GOAL:
Please rewrite every one of the items below with "instance" changed to "occurrence" and nothing else altered, and leave out the pictures.

::::::::::

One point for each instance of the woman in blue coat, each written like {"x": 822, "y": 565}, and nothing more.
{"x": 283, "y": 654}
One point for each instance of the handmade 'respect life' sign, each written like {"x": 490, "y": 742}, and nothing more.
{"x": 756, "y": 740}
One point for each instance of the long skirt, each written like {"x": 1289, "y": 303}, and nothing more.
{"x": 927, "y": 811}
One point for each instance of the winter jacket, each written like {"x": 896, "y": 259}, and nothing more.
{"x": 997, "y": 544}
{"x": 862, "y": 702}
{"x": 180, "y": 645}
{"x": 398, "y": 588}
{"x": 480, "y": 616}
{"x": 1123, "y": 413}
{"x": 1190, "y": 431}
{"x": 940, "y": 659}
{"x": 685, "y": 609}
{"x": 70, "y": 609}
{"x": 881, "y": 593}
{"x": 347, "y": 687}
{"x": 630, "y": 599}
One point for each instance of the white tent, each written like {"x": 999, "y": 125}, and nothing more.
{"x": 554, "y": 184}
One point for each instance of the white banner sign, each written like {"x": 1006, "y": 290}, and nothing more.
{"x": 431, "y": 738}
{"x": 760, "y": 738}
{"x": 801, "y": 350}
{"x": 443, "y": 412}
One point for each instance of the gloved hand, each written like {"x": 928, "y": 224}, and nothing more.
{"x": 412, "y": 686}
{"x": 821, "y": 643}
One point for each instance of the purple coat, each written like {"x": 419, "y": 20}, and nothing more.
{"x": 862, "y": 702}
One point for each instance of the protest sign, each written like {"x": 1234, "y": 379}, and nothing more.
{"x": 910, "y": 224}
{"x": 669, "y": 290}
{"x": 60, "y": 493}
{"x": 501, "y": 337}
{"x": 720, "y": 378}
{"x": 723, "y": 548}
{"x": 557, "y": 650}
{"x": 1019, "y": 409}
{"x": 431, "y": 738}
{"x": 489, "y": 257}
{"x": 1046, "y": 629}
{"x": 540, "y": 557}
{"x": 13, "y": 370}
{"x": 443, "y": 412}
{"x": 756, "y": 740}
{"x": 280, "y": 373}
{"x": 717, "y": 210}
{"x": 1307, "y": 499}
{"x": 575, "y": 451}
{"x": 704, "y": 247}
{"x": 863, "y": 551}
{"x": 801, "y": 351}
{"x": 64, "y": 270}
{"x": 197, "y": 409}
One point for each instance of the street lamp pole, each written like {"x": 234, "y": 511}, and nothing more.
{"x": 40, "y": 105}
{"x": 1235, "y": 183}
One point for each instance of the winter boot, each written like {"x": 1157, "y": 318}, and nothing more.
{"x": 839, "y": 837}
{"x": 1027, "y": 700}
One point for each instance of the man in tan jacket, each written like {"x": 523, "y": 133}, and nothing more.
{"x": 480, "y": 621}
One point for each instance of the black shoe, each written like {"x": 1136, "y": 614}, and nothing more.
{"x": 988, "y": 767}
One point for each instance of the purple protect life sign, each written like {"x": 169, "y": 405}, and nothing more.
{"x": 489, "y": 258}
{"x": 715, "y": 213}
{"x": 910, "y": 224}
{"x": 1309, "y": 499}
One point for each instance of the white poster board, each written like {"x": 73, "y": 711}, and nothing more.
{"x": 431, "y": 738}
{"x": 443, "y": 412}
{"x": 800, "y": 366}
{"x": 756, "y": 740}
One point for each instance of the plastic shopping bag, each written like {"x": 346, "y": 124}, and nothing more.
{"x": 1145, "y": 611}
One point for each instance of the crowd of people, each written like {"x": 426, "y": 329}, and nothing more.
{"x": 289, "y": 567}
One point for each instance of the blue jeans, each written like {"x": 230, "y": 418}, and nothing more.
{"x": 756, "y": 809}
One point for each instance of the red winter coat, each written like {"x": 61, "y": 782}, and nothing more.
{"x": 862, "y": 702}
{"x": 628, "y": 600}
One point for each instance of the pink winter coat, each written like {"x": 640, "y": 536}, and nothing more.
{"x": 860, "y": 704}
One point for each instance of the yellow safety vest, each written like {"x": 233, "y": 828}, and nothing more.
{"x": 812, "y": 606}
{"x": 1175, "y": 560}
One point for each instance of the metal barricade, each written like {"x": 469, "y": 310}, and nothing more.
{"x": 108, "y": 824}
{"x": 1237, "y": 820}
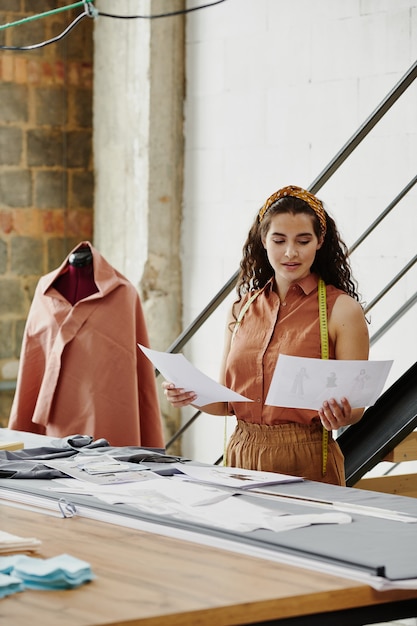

::::::::::

CORRECT RESULT:
One point for each occurrence of the woman in blue coat, each written like {"x": 822, "y": 565}, and nothing more.
{"x": 283, "y": 654}
One point for each occurrence of the handmade 'respect life' sign, each written like {"x": 490, "y": 742}, and nothing more.
{"x": 756, "y": 740}
One point for each occurrence of the long skirt, each written like {"x": 1289, "y": 303}, and nothing more.
{"x": 927, "y": 811}
One point for each occurrence of the winter jacket, each written like {"x": 896, "y": 259}, and nothing more.
{"x": 997, "y": 544}
{"x": 862, "y": 702}
{"x": 180, "y": 645}
{"x": 398, "y": 588}
{"x": 480, "y": 616}
{"x": 1123, "y": 413}
{"x": 1190, "y": 431}
{"x": 940, "y": 659}
{"x": 685, "y": 609}
{"x": 70, "y": 609}
{"x": 881, "y": 593}
{"x": 347, "y": 687}
{"x": 630, "y": 599}
One point for each occurrence of the white tent, each written like {"x": 999, "y": 125}, and nothing more.
{"x": 554, "y": 184}
One point for each occurrence of the white banner sign, each written like {"x": 1006, "y": 290}, and nothing more.
{"x": 431, "y": 738}
{"x": 760, "y": 738}
{"x": 801, "y": 350}
{"x": 443, "y": 412}
One point for each occurrence of the gloved hand, each written like {"x": 928, "y": 224}, and nothing more.
{"x": 412, "y": 686}
{"x": 821, "y": 643}
One point for each occurrence of the purple coat, each written like {"x": 419, "y": 20}, and nothing more.
{"x": 862, "y": 702}
One point for each occurrence of the protest sign, each written like {"x": 1234, "y": 379}, and nothing more.
{"x": 910, "y": 224}
{"x": 669, "y": 290}
{"x": 60, "y": 493}
{"x": 501, "y": 337}
{"x": 720, "y": 378}
{"x": 723, "y": 548}
{"x": 557, "y": 650}
{"x": 1019, "y": 409}
{"x": 431, "y": 738}
{"x": 489, "y": 257}
{"x": 1046, "y": 629}
{"x": 540, "y": 557}
{"x": 13, "y": 370}
{"x": 443, "y": 412}
{"x": 756, "y": 740}
{"x": 280, "y": 373}
{"x": 717, "y": 210}
{"x": 1307, "y": 499}
{"x": 575, "y": 451}
{"x": 704, "y": 247}
{"x": 863, "y": 551}
{"x": 801, "y": 351}
{"x": 64, "y": 270}
{"x": 197, "y": 409}
One point for each occurrence of the street lamp pole, each written like {"x": 234, "y": 511}, and nothing more.
{"x": 40, "y": 105}
{"x": 1235, "y": 183}
One point for each occurrence of the winter boot, each written like {"x": 1157, "y": 318}, and nothing more.
{"x": 839, "y": 837}
{"x": 1027, "y": 700}
One point for each occurrence of the man in tan jacket, each written like {"x": 523, "y": 133}, and nothing more.
{"x": 480, "y": 621}
One point for each occurrence of the black shoe, each written like {"x": 1136, "y": 614}, and nothing more.
{"x": 988, "y": 767}
One point for each occurrence of the purple protect life sign, each written like {"x": 169, "y": 405}, and nothing more.
{"x": 489, "y": 258}
{"x": 715, "y": 213}
{"x": 910, "y": 224}
{"x": 1309, "y": 499}
One point for each occurrence of the white poster board, each written like {"x": 73, "y": 711}, and nothing more.
{"x": 431, "y": 738}
{"x": 443, "y": 412}
{"x": 800, "y": 366}
{"x": 756, "y": 740}
One point for each occurrence of the plastic shopping bag, each written like {"x": 346, "y": 124}, and nothing more.
{"x": 1145, "y": 611}
One point for each occurrence of the crowd of people, each written like {"x": 426, "y": 329}, and nothing more.
{"x": 289, "y": 567}
One point for each occurrence of the blue jeans, each written like {"x": 230, "y": 418}, and nothing more.
{"x": 756, "y": 809}
One point for each occurrence of the red winter coat, each written like {"x": 61, "y": 782}, and nothing more.
{"x": 862, "y": 702}
{"x": 628, "y": 600}
One point for each occurrence of the pink winter coat, each written like {"x": 640, "y": 536}, and nothing more.
{"x": 860, "y": 704}
One point for each occurrence of the yellow safety vest, each written like {"x": 233, "y": 828}, and nothing more.
{"x": 812, "y": 606}
{"x": 1175, "y": 560}
One point for each occurrence of the metal barricade, each written like {"x": 469, "y": 310}, and nothing more.
{"x": 108, "y": 824}
{"x": 1237, "y": 820}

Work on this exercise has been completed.